**Your objective**
Below are the records; count the lines in which "query" occurs and report only that number.

[[ The input open ]]

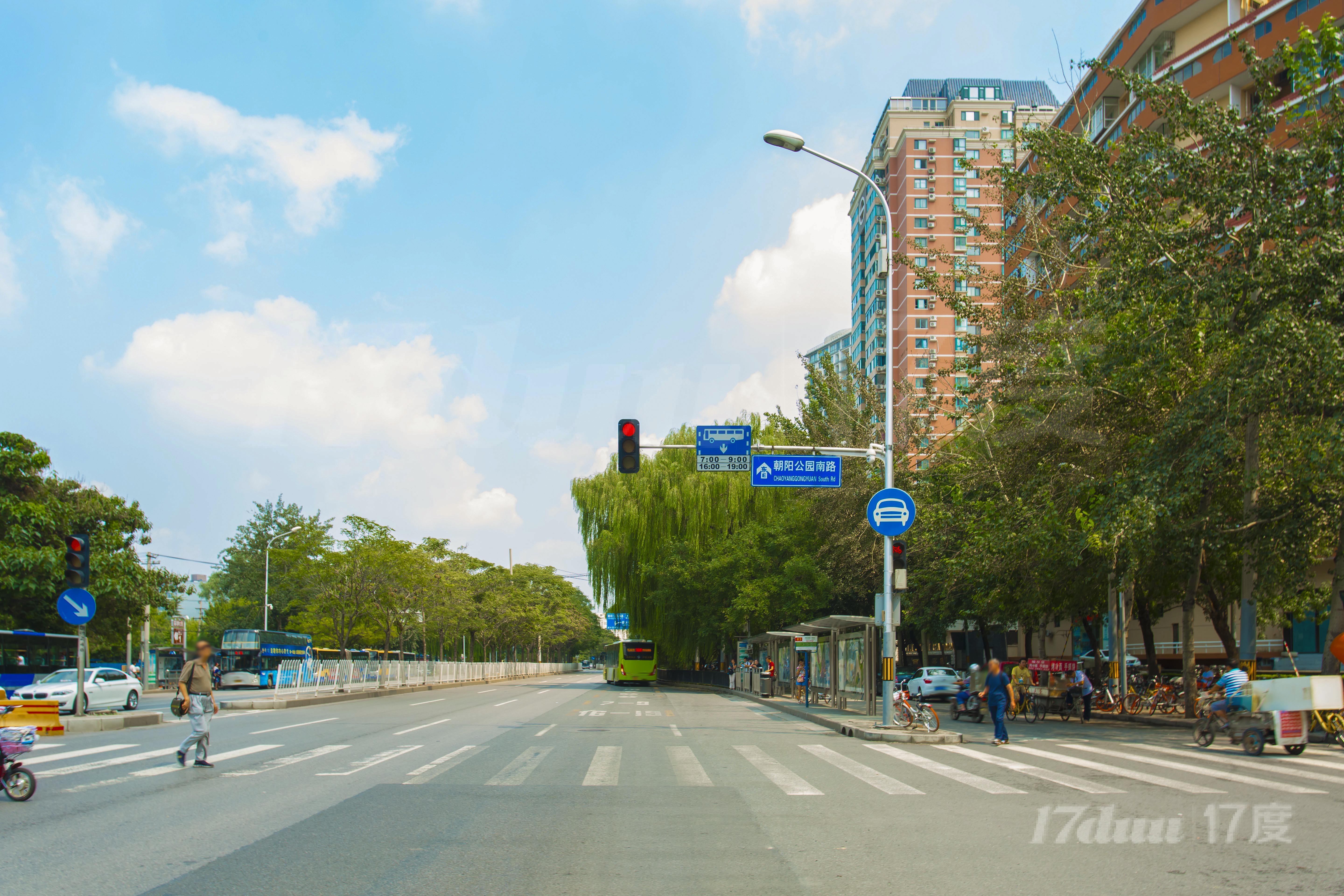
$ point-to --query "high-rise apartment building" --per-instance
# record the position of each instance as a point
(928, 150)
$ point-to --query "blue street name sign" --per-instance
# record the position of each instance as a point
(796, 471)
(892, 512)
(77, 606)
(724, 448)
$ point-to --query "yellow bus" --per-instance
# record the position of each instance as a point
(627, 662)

[[ The input closed ]]

**Exercise solution**
3